**Excerto**
Dizia Nietzsche que a ironia apenas era oportuna se fosse utilizada como pedagogia. E não deixa de ser irónico que o Governo de Boris Johnson mandasse os seus cidadãos para Espanha e agora os obrigue a fazer quarentena, incluindo o próprio ministro dos Transportes que criou as listas discriminatórias. Em contrapartida, Portugal tem feito um combate determinado à pandemia, com transparência e resultados visíveis, levantando por isso muitas dúvidas as razões invocadas pelos britânicos para excluírem dos corredores turísticos pelo menos algumas regiões como o Algarve, a Madeira e os Açores.

As listas vermelhas têm surgido como uma forma de marketing nacional implícito que reivindica uma suposta superioridade perante outros países, à mistura com o argumento da necessidade de proteção para evitar a propagação do vírus. Mas nestes tempos de incerteza e vulnerabilidade generalizada, facilmente esta suposta superioridade se transforma numa forma de arrogância, sobretudo se faltar moral nas decisões.

Dizia também Nietzsche sobre a arrogância que ela é a condição de quem quer dar a si próprio mais importância do que lhe é reconhecida. Pois pode muito bem ser esse o caso do Reino Unido, que tem feito uma gestão errática da pandemia, com consequências dramáticas para muitos milhares de britânicos.

E apesar dos momentos muito difíceis que o Reino Unido viveu, Portugal nunca fechou as fronteiras aos britânicos nem impôs qualquer tipo de restrições aos residentes em Portugal, o mesmo não acontecendo em sentido inverso. Triste ironia, em que o Governo britânico parece não ter aprendido nada, ensimesmado sobre si próprio, sem olhar à história nem ao bom senso. Existirá mesmo essa coisa a que se chama “a mais antiga aliança”?

É certamente uma decisão arrogante a que nem sequer o argumento da defesa dos seus cidadãos resiste, nem tão pouco o embaixador britânico consegue explicar satisfatoriamente, parecendo mais que está a pedir desculpa pela posição do Governo que é obrigado a defender e proteger, desafiando a razão e a coerência.

Numa mensagem enviada no seu Twitter, o embaixador Chris Sainty até deu os parabéns a Portugal “por conter com sucesso o vírus e manter as taxas de hospitalização e mortes muito baixas”. E evocou ainda como critérios os dados regionais, o número de testes e a respetiva estratégia, entre outras coisas. Aparentemente, por razões desconhecidas, o Governo britânico apenas considerou o número de novos infetados por 100 mil habitantes, ignorando os outros parâmetros e o facto de as belas ilhas da Madeira e dos Açores e o Algarve quase não terem casos ativos. Portanto, das duas uma: ou o Governo britânico tomou a decisão por outras razões que não os critérios referidos ou o seu embaixador em Lisboa foi totalmente ignorado.

**Informação extraída**
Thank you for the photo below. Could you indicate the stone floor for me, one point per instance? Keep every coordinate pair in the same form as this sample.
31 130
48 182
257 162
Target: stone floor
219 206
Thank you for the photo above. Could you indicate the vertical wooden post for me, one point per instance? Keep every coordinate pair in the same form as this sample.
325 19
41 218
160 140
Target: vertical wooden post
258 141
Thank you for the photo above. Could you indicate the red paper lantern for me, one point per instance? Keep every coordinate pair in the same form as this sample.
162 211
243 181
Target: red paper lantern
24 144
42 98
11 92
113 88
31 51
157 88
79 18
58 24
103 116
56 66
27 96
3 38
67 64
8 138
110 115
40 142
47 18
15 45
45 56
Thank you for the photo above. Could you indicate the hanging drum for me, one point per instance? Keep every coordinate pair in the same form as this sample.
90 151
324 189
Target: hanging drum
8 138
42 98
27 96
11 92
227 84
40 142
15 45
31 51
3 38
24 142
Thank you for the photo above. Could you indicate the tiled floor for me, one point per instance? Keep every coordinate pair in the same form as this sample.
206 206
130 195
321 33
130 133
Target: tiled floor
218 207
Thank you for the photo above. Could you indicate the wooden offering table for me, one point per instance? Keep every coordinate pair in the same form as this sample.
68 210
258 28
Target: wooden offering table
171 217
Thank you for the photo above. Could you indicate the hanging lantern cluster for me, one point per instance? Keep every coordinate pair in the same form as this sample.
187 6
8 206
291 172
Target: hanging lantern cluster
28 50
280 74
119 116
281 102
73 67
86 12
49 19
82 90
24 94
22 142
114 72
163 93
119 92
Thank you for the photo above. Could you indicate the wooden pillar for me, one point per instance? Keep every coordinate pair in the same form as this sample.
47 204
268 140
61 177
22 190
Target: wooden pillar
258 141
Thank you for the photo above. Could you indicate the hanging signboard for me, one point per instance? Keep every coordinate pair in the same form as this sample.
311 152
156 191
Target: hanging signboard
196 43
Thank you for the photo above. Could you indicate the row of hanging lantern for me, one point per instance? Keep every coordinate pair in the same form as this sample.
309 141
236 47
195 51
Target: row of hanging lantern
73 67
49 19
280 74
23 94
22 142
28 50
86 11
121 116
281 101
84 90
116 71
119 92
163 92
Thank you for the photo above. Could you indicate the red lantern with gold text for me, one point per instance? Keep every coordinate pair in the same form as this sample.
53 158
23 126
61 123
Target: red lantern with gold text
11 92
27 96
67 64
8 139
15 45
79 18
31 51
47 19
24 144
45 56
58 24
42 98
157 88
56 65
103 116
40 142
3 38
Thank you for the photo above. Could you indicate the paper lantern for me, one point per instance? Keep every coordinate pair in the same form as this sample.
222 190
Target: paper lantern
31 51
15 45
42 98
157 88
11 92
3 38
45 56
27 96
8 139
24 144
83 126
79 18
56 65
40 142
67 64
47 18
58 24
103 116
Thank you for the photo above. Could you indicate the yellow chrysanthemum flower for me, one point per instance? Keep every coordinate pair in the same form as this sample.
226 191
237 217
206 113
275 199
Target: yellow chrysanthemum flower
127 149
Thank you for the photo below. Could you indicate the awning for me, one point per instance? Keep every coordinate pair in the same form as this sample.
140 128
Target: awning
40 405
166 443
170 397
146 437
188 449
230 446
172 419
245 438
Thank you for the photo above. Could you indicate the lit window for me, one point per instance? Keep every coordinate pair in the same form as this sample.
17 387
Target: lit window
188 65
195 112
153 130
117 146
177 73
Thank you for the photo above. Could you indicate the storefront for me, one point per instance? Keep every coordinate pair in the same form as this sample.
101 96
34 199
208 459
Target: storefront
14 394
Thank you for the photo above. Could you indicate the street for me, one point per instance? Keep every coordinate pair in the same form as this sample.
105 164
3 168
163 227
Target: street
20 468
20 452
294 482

**As suas tarefas**
**1.** Segundo o excerto sobre as restrições britânicas a Portugal, que único parâmetro terá o Governo britânico aparentemente considerado?
**2.** Prossiga o excerto sobre as restrições britânicas a Portugal a partir do ponto em que termina.
Os itens não são necessários para realizar estas tarefas.

**Respostas esperadas**
**1.** O número de novos infetados por 100 mil habitantes.

**2.**
I have said many times that I think ???? has done tremendous work in fighting the pandemic and the ???? Government and health authorities should be congratulated for successfully containing the spread of the virus, keeping hospitalisation and death rates very low. 6/9

— Chris Sainty (@ChrisSaintyFCO) July 24, 2020

Mas a vida tem de continuar, mesmo que seja aos tropeções enquanto o maldito vírus andar por aí, a aparecer e desaparecer quando e onde menos se espera. O que hoje é, amanhã pode deixar de ser. Só é triste, porque pouco eficaz, que os países se entretenham a fazer listas discriminatórias que nenhumas medidas de testagem e controlo efetivo de novos surtos podem substituir.

Como, na Europa, os países não querem fechar as suas fronteiras, a situação só se resolve quando decidirem assumir a partilha dos riscos. Quem envia turistas pode estar a ativar casos no país de destino e a importá-los, o que é válido para todos. Portanto, a questão essencial é fazer cumprir as regras de saúde pública e robustecer os sistemas de controlo e acompanhamento da situação pandémica, porque ninguém resiste a manter as economias paralisadas.

As quarentenas funcionam muito mais como uma forma de direcionar a mobilidade para certos destinos turísticos do que para travar a propagação do vírus. Se há fenómenos que não se combatem com nacionalismos e fecho de fronteiras, este é um deles. Pelo contrário, devia haver mais solidariedade e cooperação entre países, mais verdade e transparência na divulgação da informação, mais medidas conjuntas e confiança mútua, o que seria bem melhor para proteger as economias e os valores europeus.